## Start Material supplied

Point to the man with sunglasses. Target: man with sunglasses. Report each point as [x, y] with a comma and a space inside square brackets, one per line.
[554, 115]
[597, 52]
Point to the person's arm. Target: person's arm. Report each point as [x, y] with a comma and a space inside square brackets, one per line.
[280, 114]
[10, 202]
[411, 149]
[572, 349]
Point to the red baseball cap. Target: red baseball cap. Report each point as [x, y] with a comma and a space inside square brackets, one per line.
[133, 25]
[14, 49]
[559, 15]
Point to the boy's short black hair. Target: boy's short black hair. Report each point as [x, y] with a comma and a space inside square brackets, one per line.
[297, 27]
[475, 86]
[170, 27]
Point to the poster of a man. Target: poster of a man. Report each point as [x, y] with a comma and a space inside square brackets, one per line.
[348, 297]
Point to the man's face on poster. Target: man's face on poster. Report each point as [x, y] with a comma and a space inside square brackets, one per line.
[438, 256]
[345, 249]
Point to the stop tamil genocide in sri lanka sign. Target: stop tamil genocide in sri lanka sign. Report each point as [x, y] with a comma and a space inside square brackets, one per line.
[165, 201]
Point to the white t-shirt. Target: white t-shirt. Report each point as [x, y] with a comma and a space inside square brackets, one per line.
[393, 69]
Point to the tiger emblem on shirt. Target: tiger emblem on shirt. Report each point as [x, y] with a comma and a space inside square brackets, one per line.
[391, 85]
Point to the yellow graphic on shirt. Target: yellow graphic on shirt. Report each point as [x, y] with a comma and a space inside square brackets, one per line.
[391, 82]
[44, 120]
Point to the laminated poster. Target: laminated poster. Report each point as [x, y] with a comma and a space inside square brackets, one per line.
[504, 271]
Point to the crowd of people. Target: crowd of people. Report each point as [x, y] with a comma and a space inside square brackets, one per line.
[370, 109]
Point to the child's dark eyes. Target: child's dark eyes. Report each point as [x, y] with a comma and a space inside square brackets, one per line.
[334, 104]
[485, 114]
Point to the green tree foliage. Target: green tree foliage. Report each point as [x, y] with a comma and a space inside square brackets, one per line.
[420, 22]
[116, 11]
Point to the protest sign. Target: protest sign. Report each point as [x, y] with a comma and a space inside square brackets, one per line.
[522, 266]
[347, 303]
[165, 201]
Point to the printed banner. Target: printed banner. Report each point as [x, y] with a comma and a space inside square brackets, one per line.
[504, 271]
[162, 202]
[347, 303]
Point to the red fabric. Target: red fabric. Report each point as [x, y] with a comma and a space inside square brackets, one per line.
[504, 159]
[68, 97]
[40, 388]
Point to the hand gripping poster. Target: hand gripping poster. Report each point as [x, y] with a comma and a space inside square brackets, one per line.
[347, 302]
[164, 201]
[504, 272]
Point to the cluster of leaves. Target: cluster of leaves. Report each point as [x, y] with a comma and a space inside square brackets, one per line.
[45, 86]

## End Material supplied

**Exercise goal:** Copy each line of the data exactly, leaving nothing out.

**Answer below:**
Point to the man with sunglasses. Target: man with sunglasses. Report each point as [x, y] with a comma and a space inside square brackets, one per line.
[554, 115]
[597, 52]
Point to the person's arm. Target: person's arm. Report each point as [x, y] with a comma and a space inside square brackets, one per line.
[280, 114]
[10, 202]
[411, 149]
[572, 349]
Point to the red baseball cap. Target: red baseball cap. Report each point as [x, y] with a comma and a space inside square brackets, one per line.
[133, 25]
[14, 49]
[559, 15]
Point to the boy's short black hair. Target: boy's short black hair. Report each point as [x, y] with a comma and a space inside square brackets, one per line.
[297, 27]
[475, 86]
[170, 27]
Point to the poster of a man. Target: poster of a man. Report each point as [x, y] with a comma and a space inside square brackets, one per line.
[348, 297]
Point to the man's face on poster. Target: man's face on poster. Report each point as [x, y] with a comma and a space inside square brackets, one per line.
[438, 256]
[345, 249]
Point to the stop tamil genocide in sri lanka sign. Target: stop tamil genocide in sri lanka sign. Report each point as [x, y] with a comma and a space inside square brackets, one per line.
[165, 201]
Point to the white t-shirt. Target: white t-shirt. Report each point as [x, y] with a comma and a space inside square brackets, one per line.
[393, 69]
Point to the tiger emblem on shirt. Target: tiger emblem on shirt. Report each point as [x, y] with a comma and a space inside square brackets, one per line.
[391, 85]
Point to the yellow graphic on shirt. Target: yellow graphic on shirt. Report each point as [x, y] with a comma and a space inside square brackets, one per line.
[391, 82]
[44, 120]
Point to the laminated poster. Target: laminated poster. Report each point as [x, y] with a comma and a space inside square brackets, one per line.
[504, 271]
Point to the crowd of people. Target: crowd of people. Report each point as [x, y] with a comma and a space inside square brackets, one per line.
[370, 109]
Point to the child's dark eyes. Target: child's dark eyes. Report each point as [x, y] with a comma and a space inside square brackets, one per line.
[334, 104]
[485, 114]
Point to the green tree foliage. Target: green tree foliage. Report each point as [x, y] with a comma and a space inside square brackets, one per line.
[420, 22]
[116, 11]
Point to the protest sign. Target: protest sign. Report each point as [x, y] with a comma and a space inside square brackets, one per line.
[522, 266]
[347, 303]
[165, 201]
Point to the printed banner. Target: printed banner. Report each point as [x, y] with a comma and a space inside square brackets, one per line.
[504, 271]
[162, 202]
[347, 303]
Point to the red fabric. Target: red fabric. Report each point as [x, y] with a comma and a space inside square brackets, one per line.
[504, 159]
[68, 97]
[40, 388]
Point to the hand gripping poster. Target: hand gripping poster. Report each point as [x, y] with a comma and a space inside square brackets, one per line.
[347, 302]
[164, 201]
[504, 272]
Point to the cluster of leaves. Target: cluster of leaves. Report each point as [x, y] with a comma and a space inside square brackets, one per line.
[45, 86]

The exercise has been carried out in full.